### [THE EXERCISE]
Emit the line that holds "Please mark the outstretched" and all lines following it through the end of the data, verbatim, and nothing else.

### [DATASET EXCERPTS]
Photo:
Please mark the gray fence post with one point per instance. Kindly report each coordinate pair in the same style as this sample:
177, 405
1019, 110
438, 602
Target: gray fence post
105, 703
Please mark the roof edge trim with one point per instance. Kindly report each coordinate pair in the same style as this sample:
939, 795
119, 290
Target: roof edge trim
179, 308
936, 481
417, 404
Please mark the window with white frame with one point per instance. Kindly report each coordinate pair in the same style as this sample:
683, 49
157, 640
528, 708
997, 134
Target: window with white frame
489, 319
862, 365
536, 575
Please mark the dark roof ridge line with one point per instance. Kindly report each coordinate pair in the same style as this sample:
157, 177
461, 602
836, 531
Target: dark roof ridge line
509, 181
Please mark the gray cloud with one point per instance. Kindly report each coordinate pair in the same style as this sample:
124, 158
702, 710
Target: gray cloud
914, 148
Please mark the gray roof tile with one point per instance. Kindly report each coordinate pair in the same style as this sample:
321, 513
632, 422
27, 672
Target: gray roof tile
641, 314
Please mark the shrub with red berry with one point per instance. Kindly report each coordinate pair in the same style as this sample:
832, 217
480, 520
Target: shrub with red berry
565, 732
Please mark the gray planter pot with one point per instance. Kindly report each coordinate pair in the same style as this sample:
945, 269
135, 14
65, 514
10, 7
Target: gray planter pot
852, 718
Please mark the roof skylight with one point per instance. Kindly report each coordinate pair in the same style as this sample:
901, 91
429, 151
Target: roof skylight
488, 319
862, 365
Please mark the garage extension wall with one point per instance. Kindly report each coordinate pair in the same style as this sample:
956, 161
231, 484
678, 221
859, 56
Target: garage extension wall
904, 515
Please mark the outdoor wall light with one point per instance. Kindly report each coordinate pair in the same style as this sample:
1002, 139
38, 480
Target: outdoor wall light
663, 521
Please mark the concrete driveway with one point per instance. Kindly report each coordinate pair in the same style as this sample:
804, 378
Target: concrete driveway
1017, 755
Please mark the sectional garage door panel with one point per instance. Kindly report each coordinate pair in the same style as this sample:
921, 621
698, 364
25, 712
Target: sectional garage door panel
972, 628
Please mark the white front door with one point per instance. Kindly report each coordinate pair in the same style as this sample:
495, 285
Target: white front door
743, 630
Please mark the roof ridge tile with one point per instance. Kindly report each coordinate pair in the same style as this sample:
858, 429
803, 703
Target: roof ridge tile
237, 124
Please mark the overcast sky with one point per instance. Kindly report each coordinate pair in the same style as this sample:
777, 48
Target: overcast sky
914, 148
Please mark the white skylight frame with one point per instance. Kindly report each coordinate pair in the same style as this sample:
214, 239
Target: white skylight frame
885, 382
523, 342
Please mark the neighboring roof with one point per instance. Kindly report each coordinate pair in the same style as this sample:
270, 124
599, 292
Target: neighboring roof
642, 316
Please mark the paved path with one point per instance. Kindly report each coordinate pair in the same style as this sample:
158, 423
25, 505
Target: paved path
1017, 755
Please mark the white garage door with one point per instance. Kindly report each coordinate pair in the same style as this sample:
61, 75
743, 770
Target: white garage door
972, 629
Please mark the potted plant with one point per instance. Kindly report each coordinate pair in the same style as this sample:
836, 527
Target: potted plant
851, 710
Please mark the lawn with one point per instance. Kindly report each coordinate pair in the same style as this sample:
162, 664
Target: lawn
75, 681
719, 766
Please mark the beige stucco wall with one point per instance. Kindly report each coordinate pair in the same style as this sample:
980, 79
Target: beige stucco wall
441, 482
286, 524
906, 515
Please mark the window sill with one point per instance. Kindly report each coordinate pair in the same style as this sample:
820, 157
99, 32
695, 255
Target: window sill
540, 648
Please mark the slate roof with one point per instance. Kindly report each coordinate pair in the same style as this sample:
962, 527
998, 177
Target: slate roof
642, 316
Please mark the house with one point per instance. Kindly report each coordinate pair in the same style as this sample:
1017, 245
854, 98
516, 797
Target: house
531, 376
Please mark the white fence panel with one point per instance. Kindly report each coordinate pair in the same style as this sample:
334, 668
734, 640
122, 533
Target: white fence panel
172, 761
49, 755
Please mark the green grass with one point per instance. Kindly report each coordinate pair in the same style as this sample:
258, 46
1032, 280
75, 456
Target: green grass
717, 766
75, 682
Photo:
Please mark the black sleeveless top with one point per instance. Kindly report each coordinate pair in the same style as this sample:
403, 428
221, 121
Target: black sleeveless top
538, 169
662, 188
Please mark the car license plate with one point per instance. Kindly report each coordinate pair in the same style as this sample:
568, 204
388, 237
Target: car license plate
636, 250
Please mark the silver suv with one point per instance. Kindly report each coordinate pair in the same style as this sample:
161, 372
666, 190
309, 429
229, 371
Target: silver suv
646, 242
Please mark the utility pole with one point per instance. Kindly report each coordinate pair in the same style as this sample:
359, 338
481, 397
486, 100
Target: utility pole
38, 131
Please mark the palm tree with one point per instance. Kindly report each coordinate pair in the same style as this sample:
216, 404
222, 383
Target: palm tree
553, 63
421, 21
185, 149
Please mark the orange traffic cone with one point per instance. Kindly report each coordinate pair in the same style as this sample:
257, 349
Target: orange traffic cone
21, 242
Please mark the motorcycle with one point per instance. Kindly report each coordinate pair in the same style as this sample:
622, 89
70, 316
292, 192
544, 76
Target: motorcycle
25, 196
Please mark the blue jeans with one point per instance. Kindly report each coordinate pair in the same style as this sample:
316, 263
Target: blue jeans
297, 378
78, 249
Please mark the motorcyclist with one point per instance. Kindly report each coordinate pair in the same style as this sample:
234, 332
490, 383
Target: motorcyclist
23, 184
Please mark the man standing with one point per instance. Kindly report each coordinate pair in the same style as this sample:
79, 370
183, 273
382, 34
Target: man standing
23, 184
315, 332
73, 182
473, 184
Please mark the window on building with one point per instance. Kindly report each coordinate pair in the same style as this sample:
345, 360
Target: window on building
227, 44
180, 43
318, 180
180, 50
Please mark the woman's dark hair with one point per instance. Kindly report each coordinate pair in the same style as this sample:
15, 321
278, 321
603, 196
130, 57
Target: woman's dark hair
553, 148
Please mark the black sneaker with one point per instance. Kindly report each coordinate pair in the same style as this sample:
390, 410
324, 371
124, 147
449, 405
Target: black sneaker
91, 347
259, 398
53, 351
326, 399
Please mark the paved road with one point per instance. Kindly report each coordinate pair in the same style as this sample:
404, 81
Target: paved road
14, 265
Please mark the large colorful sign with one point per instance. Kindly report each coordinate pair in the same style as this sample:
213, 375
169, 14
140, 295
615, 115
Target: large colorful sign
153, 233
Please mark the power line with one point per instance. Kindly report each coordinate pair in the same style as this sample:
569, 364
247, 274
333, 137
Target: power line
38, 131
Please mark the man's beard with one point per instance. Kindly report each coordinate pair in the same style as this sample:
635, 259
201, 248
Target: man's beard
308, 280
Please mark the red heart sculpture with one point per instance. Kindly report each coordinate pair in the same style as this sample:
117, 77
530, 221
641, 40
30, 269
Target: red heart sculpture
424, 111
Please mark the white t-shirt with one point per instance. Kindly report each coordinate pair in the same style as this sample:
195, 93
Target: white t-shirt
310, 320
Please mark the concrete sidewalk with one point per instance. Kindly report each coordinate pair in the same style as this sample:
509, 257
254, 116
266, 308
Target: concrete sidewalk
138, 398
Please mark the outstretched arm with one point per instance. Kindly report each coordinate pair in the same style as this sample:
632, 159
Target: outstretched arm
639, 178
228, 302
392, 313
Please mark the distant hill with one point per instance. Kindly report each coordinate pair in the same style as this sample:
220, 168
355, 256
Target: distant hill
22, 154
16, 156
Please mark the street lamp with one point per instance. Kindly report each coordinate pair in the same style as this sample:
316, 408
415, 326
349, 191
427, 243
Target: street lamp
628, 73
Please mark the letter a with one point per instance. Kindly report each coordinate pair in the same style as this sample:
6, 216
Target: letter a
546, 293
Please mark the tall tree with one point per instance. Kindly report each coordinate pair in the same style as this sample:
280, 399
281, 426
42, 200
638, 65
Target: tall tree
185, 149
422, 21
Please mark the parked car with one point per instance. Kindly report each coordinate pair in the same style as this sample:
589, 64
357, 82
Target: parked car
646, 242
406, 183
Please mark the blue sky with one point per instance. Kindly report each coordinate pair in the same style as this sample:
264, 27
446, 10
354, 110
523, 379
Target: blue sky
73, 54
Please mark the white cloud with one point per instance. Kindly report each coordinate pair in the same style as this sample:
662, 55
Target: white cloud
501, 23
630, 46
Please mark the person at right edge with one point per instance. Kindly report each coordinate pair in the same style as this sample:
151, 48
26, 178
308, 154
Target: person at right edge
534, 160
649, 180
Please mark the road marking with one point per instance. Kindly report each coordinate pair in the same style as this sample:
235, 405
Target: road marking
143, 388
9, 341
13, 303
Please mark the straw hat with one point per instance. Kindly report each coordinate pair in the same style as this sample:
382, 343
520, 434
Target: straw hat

### [EXERCISE SOLUTION]
Please mark the outstretched arm with one point per instance. Kindly report each coordinate pair in the same style as this sample:
632, 159
Target: outstretched arm
639, 178
228, 302
392, 313
Please mark the distant hill with one point per instance. Kindly report each coordinate pair in the same style as this sample:
220, 168
355, 256
Target: distant hill
22, 154
16, 156
Please mark the street lamp with one point per instance. Kindly report each coordinate pair in the same style as this sample:
316, 408
415, 326
349, 191
427, 243
Target: street lamp
628, 73
Please mark the letter a with one point per instance. Kindly report each coordinate pair in the same style as this sample:
6, 216
Target: letter a
546, 293
Please mark the tall tree with one point per instance. Kindly report each coordinate pair in the same style as this sample:
280, 399
281, 426
42, 200
638, 65
Target: tall tree
185, 149
422, 21
Please mark the parked car with one point per instance. Kindly report each coordinate pair in the same style as this sample:
589, 64
357, 82
Target: parked car
646, 242
406, 183
Please mark the blue sky with one point per instance. Kindly report each coordinate pair in the same style as this sample:
264, 27
446, 10
354, 110
523, 379
Target: blue sky
73, 54
Please mark the white cloud with one point per instance. Kindly report each coordinate pair in the same style as this sample:
662, 55
Target: white cloud
501, 23
630, 46
Please mark the person at right edge with one point per instance. Kindly report each coordinate pair in the same style as this sample:
151, 48
26, 178
308, 154
Target: person at right edge
534, 160
649, 180
Please mark the road marking with one point per instance. Kindly report each coordinate pair in the same style as this sample:
235, 405
Target: road marking
143, 388
9, 341
13, 303
Please mark the straw hat with one point per instance. Kindly report each coordinate pair in the same style as this sample:
382, 343
520, 434
Target: straw hat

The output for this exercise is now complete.